— PASSAGE —
--------------------------------

Ernie Hartlieb (born April 11, 1979) is a retired American ice hockey left wing who primarily played  with the Florida Everblades of the ECHL.  Hartlieb played college hockey for Miami University, earning the Terry Flanagan Memorial Award in 1999 from the CCHA, for demonstrating "perseverance, dedication and courage while overcoming severe adversity" as Hartlieb overcame a severe head injury suffered on the ice in 1997, comatose as a result for 11 days, and went on to a stellar career with the RedHawks.

Hartlieb has competed with the United States men's national inline hockey team at the IIHF InLine Hockey World Championship, winning a gold medal and an individual scoring title and Tournament "Best Defensemen" in 2004., and a silver medal and "Best Defenseman" award in 2009.

--------------------------------

— RECORDS TO PROCESS —
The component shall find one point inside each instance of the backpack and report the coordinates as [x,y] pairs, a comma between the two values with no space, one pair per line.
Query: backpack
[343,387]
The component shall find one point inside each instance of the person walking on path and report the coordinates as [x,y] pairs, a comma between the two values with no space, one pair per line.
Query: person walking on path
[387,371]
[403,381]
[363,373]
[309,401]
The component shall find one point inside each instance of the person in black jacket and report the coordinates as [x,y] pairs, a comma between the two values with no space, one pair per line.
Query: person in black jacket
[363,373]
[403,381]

--------------------------------

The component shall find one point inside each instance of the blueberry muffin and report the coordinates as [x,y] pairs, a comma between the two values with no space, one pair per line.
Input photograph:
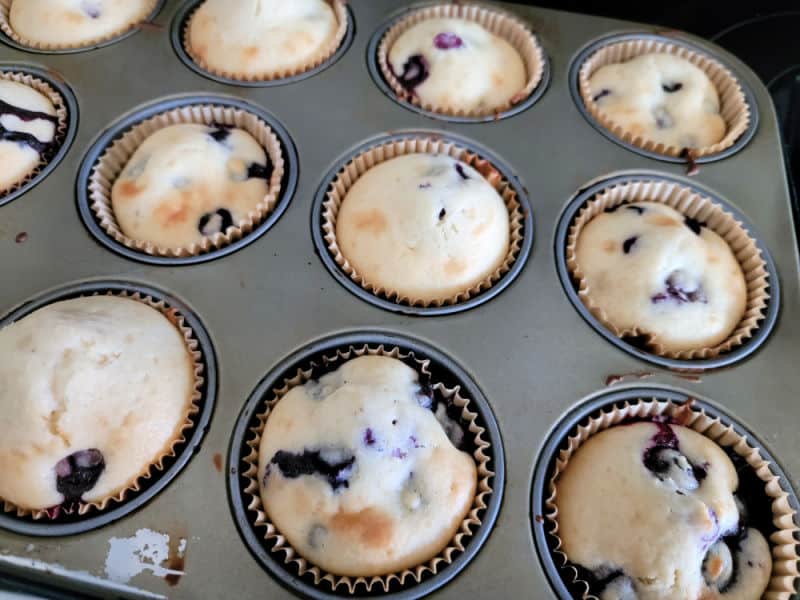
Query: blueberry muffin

--------------------------------

— GIVEN PROBLEM 1 —
In the entries, set down word for word the lines that begin at the line containing "of the blueberry" and end after the line containing "Query: blueberry muffin", omitting the picture.
— GIVEN PROBLEM 2 —
Resume the passage on Ernie Hartlieb from the point at which it stops.
The passage on Ernie Hartlieb and the entries come from different sources.

— REPLY 1 —
The component shall find one point inside each instance of the blueberry muffin and report the coordinates as [x,y] pairs, a comma between the two values with no space, one pair per line.
Input photograph:
Query: blueberry muffin

— REPLY 2 —
Career statistics

Regular season and playoffs

Honors
Hartlieb's jersey number with the Florida Everblades, 9, was retired in a ceremony before a game against the Orlando Solar Bears on October 19, 2012. Hartlieb was presented with an ECHL Championship ring (he filled in on with the team in the 2011-12 regular season, but did not appear in the playoffs), and hoisted the Kelly Cup. A banner made with his jersey number 9, was hung to the rafters of Germain Arena next to the banners for Reggie Berg and Tom Buckley.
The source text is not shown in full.